Present every line of the data below as a numbered list, omitting any blank lines.
* BEGIN GIVEN RECORDS *
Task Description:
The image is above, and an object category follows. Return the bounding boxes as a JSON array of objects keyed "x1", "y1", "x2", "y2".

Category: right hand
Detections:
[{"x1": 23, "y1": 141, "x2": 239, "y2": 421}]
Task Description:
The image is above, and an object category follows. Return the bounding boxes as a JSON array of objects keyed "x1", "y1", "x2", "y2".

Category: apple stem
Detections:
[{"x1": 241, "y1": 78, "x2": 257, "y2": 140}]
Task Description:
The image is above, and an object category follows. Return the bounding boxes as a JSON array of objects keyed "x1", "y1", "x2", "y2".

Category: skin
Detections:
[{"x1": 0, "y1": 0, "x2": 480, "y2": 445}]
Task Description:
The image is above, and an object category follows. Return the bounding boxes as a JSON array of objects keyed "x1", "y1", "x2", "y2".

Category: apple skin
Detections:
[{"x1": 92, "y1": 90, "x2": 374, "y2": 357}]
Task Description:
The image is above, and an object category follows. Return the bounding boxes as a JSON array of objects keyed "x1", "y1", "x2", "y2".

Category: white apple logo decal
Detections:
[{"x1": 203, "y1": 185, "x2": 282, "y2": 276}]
* END GIVEN RECORDS *
#### COMPLETED EXERCISE
1. Task Description:
2. The image is above, and an object category follows. Return the bounding boxes as a JSON array of objects keyed "x1", "y1", "x2", "y2".
3. Category: right hand
4. Detections:
5. [{"x1": 23, "y1": 141, "x2": 239, "y2": 421}]
6. Task Description:
7. The image is above, and an object category follows. Return the bounding boxes as a JSON array of objects keyed "x1", "y1", "x2", "y2".
8. Category: apple stem
9. Detections:
10. [{"x1": 241, "y1": 78, "x2": 257, "y2": 140}]
11. Task Description:
12. The image is above, and an object category follows. Return the bounding boxes as a JSON array of objects keyed "x1", "y1", "x2", "y2".
13. Category: skin
14. Detections:
15. [{"x1": 0, "y1": 0, "x2": 480, "y2": 445}]
16. Task Description:
17. The image is above, and an object category follows. Return the bounding boxes as a JSON array of objects keyed "x1", "y1", "x2", "y2".
18. Category: apple skin
19. Detections:
20. [{"x1": 92, "y1": 90, "x2": 374, "y2": 357}]
21. Task Description:
22. The image is above, and an object category follows. Return the bounding boxes as a JSON array of objects keyed "x1", "y1", "x2", "y2".
23. Category: white apple logo decal
24. Detections:
25. [{"x1": 203, "y1": 185, "x2": 282, "y2": 276}]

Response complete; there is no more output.